TASK DETAILS:
Put the lines of the listing below, from the line with "the dog's paw." to the line with "178;65;221;104", into a Markdown table with the columns Row and Text. Leave out any blank lines.

DATASET ROWS:
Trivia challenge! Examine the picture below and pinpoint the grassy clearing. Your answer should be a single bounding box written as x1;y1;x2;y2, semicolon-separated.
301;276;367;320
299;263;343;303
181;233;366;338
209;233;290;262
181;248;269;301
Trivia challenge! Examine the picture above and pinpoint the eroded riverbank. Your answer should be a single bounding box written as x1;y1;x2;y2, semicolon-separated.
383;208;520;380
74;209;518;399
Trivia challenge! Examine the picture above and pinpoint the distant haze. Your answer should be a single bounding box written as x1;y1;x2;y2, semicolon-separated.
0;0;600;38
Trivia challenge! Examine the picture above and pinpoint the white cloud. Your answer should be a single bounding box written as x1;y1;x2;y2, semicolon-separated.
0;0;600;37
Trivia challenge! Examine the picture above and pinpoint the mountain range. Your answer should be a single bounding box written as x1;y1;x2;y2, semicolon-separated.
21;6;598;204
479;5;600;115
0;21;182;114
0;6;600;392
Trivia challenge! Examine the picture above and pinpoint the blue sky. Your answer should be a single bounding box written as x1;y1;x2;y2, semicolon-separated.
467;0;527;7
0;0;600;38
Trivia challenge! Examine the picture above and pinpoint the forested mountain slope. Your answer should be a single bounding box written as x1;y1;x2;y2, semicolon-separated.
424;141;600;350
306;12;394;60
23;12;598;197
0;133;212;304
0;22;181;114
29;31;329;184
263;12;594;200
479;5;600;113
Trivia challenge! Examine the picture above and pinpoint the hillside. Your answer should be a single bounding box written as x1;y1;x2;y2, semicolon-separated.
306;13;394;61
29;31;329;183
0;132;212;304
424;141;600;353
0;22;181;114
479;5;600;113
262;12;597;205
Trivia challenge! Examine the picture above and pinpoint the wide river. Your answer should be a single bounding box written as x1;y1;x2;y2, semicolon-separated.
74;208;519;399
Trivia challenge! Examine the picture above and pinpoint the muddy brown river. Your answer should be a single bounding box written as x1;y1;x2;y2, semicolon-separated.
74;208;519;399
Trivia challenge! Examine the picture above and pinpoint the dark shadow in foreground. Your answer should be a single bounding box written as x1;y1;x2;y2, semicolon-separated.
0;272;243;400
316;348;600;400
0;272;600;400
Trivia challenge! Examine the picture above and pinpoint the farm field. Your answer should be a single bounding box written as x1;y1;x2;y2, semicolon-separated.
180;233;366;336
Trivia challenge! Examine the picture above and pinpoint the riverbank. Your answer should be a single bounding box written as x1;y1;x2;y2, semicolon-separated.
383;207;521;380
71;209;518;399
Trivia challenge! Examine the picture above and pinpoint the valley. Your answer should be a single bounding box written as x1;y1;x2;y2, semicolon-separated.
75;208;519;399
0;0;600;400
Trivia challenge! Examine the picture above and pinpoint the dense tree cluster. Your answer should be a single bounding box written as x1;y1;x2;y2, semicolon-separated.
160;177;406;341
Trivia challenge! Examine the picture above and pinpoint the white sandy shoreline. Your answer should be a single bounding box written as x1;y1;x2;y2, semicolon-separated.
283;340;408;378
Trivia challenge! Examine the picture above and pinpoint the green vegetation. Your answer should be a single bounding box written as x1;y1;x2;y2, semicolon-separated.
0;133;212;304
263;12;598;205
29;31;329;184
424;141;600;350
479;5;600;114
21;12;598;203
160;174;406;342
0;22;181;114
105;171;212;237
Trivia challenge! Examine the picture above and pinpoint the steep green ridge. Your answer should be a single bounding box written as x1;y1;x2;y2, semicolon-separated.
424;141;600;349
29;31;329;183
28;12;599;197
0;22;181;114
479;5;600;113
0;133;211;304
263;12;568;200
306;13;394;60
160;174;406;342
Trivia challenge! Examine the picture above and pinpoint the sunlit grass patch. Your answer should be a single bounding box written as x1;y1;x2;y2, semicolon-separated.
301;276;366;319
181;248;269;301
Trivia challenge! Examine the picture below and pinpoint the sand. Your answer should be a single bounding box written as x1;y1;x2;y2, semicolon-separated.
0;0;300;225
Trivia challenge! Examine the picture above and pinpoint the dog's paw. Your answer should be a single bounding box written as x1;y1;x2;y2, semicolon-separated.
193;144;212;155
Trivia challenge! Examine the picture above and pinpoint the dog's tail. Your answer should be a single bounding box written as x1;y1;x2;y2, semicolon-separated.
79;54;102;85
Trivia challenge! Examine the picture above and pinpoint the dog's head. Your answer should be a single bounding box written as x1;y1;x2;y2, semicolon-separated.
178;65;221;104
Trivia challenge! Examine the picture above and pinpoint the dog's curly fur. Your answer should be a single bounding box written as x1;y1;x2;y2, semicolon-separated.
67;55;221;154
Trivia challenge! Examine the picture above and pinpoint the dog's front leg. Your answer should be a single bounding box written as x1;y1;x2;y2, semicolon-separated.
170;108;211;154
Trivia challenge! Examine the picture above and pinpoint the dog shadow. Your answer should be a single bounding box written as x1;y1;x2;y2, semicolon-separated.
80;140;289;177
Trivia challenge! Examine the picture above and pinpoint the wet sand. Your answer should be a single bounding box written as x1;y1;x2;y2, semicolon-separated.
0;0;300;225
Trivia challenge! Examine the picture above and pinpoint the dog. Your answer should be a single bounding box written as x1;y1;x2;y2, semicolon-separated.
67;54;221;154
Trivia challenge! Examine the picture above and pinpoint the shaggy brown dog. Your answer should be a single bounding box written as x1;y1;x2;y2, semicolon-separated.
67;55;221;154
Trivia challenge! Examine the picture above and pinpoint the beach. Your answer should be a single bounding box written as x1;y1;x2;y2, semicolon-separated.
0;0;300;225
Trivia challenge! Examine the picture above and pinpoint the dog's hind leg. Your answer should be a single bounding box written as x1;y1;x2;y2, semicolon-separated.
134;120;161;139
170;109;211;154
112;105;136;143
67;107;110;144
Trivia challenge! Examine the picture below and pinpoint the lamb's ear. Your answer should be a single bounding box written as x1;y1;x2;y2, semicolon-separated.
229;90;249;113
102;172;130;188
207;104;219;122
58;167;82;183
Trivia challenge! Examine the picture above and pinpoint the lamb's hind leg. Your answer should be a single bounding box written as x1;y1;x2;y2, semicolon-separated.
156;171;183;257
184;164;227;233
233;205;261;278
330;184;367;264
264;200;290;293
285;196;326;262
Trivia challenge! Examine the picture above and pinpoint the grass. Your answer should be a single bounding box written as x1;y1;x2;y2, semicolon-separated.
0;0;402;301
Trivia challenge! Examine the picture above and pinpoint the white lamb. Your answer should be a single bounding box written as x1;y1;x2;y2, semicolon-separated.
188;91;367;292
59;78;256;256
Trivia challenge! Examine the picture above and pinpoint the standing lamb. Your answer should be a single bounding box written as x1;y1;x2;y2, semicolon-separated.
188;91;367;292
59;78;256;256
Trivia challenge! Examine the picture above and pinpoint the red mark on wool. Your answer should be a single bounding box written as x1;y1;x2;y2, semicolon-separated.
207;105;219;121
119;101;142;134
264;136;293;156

SOLUTION TO THIS TASK:
| Row | Text |
|---|---|
| 1 | Trivia challenge! Examine the picture above and pinpoint the dog's paw. Your answer should be a single bounding box written as x1;y1;x2;y2, semicolon-separated. |
| 2 | 193;144;212;155 |
| 3 | Trivia challenge! Examine the picture above and pinpoint the dog's tail. Your answer should be a single bounding box written as x1;y1;x2;y2, semicolon-separated. |
| 4 | 79;54;102;85 |
| 5 | Trivia challenge! Examine the picture above and pinpoint the dog's head. Your answer should be a single bounding box written as x1;y1;x2;y2, semicolon-separated. |
| 6 | 178;65;221;104 |